------ Recorded data ------

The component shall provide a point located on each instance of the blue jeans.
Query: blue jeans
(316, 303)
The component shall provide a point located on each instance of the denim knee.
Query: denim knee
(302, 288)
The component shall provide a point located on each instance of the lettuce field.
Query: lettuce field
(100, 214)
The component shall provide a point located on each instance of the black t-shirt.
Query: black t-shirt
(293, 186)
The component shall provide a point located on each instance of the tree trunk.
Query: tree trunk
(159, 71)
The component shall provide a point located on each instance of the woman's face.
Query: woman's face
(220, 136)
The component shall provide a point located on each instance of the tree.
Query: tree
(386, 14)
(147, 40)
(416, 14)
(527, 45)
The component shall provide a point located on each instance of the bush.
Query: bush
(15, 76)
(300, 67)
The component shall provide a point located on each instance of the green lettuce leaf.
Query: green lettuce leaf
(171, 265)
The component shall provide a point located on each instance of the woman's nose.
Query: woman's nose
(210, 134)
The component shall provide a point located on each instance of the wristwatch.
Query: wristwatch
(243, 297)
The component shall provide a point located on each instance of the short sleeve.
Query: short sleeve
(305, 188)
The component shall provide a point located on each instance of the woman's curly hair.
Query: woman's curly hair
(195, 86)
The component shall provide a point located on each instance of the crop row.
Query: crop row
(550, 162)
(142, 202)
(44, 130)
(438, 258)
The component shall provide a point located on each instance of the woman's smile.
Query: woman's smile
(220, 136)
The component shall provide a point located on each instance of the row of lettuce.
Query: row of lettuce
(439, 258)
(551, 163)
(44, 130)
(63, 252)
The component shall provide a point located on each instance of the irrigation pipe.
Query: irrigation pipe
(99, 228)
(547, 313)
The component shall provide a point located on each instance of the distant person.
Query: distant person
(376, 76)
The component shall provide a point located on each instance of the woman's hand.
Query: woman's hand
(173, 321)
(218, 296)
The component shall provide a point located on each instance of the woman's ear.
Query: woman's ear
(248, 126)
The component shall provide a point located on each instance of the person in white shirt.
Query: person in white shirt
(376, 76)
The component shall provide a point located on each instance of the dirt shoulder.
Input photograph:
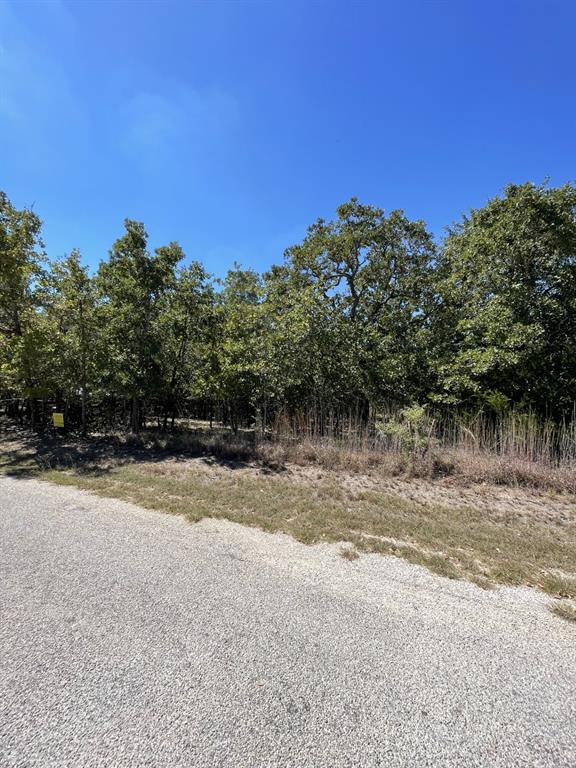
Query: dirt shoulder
(485, 533)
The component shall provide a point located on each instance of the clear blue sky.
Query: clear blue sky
(232, 126)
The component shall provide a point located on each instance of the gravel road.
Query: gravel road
(132, 638)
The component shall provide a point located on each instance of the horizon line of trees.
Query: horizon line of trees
(366, 311)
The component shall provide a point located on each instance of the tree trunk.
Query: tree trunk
(135, 415)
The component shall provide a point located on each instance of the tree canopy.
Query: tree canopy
(367, 310)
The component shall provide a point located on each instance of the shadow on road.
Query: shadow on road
(24, 454)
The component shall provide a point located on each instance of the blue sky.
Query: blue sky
(232, 126)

------

→ Assignment:
Omit each image and transcribe the remaining records word for word.

→ Answer to the exercise:
The component shall provide a point located on each instance of the blue jeans.
Query: blue jeans
(316, 303)
The component shall provide a point located on each instance of the denim knee.
Query: denim knee
(302, 288)
The component shall provide a point located on each instance of the lettuce field.
Query: lettuce field
(100, 214)
The component shall provide a point located on each instance of the black t-shirt.
Query: black t-shirt
(293, 186)
The component shall provide a point located on each instance of the tree trunk.
Query: tree trunk
(159, 71)
The component shall provide a point located on each instance of the woman's face.
Query: woman's face
(220, 136)
The component shall provide a point located on each instance of the tree.
Query: tree
(386, 14)
(147, 40)
(416, 14)
(527, 45)
The component shall provide a point located on each instance of the bush.
Query: bush
(15, 76)
(300, 67)
The component shall provide a point located on each instance of the green lettuce leaf.
Query: green lettuce leaf
(171, 265)
The component shall provide a point located on each instance of the woman's nose.
Query: woman's nose
(210, 134)
The component shall provide a point located on each instance of the wristwatch.
Query: wristwatch
(243, 297)
The component shall provide a point located on each instance of the short sleeve.
Query: short sleeve
(305, 188)
The component shall provide a point located on each instance of the woman's curly hair.
Query: woman's curly hair
(195, 86)
The component shall provide a point located on each instance of the crop row.
Query: crop row
(550, 162)
(142, 202)
(44, 130)
(438, 258)
The component shall provide a point located on each instance of the woman's smile.
Query: woman's smile
(220, 136)
The component shall provide a point located on each instance of the row of lettuce.
Query: row of lettuce
(439, 258)
(551, 163)
(44, 130)
(63, 252)
The component shall provide a point located on each instance of the irrigation pipe.
Query: irrigation pipe
(99, 228)
(547, 313)
The component shall provide a point located on each instance of the distant person.
Query: distant person
(376, 76)
The component shall provide a point located on each instance of the woman's hand.
Query: woman's hand
(173, 321)
(218, 296)
The component shall provide a point located on each instance of the woman's ear.
Query: woman's ear
(248, 126)
The component shall provide a point located on each instance of the person in white shirt.
Query: person in white shirt
(376, 76)
The component shall provide a point located on each instance of the dirt shoulder.
Input photograph:
Query: dirt shoulder
(485, 533)
The component shall provide a point located on each instance of the clear blue sky.
Query: clear blue sky
(232, 126)
The component shall provide a point located on each instance of the gravel road.
Query: gravel road
(132, 638)
The component shall provide a point located on each instance of the horizon line of trees.
Query: horizon line of trees
(366, 311)
The component shall provide a point located on each instance of the tree trunk.
Query: tree trunk
(135, 415)
The component shall provide a point located on each instance of the tree canopy.
Query: tree canopy
(367, 310)
The component shall provide a point located on each instance of the shadow on road.
Query: shadow on road
(24, 454)
The component shall provide a point located on each instance of the blue sky.
Query: blue sky
(232, 126)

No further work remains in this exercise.